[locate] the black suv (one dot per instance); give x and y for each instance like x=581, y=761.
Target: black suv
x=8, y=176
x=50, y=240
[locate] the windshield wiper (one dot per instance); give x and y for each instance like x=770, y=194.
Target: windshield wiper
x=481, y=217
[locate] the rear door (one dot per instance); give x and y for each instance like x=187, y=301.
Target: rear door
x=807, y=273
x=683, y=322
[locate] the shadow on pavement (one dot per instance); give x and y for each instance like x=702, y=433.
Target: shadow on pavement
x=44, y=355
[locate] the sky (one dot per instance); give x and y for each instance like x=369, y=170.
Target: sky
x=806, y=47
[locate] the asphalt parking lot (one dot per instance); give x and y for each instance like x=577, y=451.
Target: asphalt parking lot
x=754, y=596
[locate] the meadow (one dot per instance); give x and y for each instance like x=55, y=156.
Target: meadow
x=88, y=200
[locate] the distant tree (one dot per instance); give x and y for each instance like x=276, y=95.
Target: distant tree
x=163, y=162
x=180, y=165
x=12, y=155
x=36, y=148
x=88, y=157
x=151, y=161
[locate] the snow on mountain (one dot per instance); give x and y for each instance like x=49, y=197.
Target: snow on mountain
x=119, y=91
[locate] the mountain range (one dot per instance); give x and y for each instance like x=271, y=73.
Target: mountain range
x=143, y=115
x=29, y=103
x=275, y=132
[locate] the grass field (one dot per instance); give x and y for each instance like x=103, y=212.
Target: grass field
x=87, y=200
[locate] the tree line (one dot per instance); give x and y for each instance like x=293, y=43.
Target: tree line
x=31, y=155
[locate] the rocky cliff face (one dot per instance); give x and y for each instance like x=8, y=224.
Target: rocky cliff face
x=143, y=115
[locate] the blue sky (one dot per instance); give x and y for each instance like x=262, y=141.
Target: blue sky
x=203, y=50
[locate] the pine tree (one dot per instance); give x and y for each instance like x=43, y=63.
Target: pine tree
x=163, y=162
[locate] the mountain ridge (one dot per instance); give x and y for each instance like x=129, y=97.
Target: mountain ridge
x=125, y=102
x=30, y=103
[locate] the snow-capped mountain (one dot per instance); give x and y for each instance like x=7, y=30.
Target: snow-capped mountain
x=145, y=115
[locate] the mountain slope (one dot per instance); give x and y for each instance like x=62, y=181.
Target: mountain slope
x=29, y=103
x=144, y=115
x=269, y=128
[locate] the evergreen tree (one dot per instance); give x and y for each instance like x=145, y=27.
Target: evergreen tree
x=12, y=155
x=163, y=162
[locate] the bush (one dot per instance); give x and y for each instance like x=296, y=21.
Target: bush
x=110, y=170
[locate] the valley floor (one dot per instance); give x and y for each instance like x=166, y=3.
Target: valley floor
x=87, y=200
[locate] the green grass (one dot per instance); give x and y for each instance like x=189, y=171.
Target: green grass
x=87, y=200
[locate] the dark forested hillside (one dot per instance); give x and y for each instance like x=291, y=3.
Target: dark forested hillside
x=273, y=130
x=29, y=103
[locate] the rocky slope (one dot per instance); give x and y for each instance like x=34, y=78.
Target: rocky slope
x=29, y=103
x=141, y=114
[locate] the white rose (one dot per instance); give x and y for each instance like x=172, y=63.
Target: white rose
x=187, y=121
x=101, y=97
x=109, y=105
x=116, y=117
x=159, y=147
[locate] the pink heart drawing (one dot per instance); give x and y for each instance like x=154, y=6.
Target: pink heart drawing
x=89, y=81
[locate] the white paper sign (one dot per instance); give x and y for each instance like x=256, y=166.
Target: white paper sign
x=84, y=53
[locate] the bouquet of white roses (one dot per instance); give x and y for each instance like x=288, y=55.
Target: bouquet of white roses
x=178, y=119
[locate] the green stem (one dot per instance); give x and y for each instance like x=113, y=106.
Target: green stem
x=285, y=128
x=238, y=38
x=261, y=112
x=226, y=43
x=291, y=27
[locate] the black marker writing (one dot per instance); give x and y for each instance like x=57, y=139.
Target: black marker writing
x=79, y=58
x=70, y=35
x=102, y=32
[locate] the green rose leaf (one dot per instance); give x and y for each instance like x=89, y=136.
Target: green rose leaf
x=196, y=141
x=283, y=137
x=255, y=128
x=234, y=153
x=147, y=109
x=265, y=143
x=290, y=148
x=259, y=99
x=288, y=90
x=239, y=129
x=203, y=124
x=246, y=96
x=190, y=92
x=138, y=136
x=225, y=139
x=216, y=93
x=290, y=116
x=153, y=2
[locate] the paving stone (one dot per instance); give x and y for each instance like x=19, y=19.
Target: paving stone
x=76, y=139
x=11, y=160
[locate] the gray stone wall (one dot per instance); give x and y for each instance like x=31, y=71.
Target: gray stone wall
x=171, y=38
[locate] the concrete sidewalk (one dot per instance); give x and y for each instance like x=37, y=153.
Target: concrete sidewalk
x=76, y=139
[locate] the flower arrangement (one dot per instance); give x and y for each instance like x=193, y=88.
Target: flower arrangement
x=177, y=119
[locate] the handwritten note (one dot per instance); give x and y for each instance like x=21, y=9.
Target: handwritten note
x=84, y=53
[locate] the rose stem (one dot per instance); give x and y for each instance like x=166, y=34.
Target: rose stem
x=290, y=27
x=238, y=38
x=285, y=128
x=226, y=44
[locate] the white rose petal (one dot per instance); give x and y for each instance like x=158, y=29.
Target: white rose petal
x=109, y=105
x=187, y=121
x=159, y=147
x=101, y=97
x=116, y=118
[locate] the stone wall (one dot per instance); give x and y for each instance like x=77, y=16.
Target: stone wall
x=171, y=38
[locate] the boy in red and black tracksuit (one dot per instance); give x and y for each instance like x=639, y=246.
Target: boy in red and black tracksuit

* **Work instructions**
Please format the lines starting at the one that contains "[locate] the concrete" and running through the last line above, both included, as a numbered list, leaving out any blank lines.

* **Correct result**
1. [locate] the concrete sidewalk (one dot per instance); give x and y for each instance like x=37, y=153.
2. Target: concrete sidewalk
3. x=76, y=139
4. [locate] the flower arrangement (one dot per instance); give x and y for each instance like x=193, y=88.
5. Target: flower arrangement
6. x=177, y=119
7. [locate] the handwritten note (one dot per instance); give x and y for each instance like x=21, y=9.
8. Target: handwritten note
9. x=84, y=53
10. [locate] the rose stem (one dot per instance); give x and y for each instance like x=166, y=34.
11. Target: rose stem
12. x=290, y=27
13. x=238, y=38
14. x=285, y=128
15. x=226, y=44
16. [locate] the white rose petal (one dot per instance); give x and y for each instance like x=158, y=29.
17. Target: white rose petal
18. x=109, y=105
19. x=187, y=121
20. x=159, y=147
21. x=101, y=97
22. x=116, y=118
23. [locate] the stone wall (one dot per instance); give x and y for each instance like x=77, y=16.
24. Target: stone wall
25. x=171, y=38
26. [locate] the boy in red and black tracksuit (one dot per instance); give x and y for each instance like x=639, y=246.
27. Target: boy in red and black tracksuit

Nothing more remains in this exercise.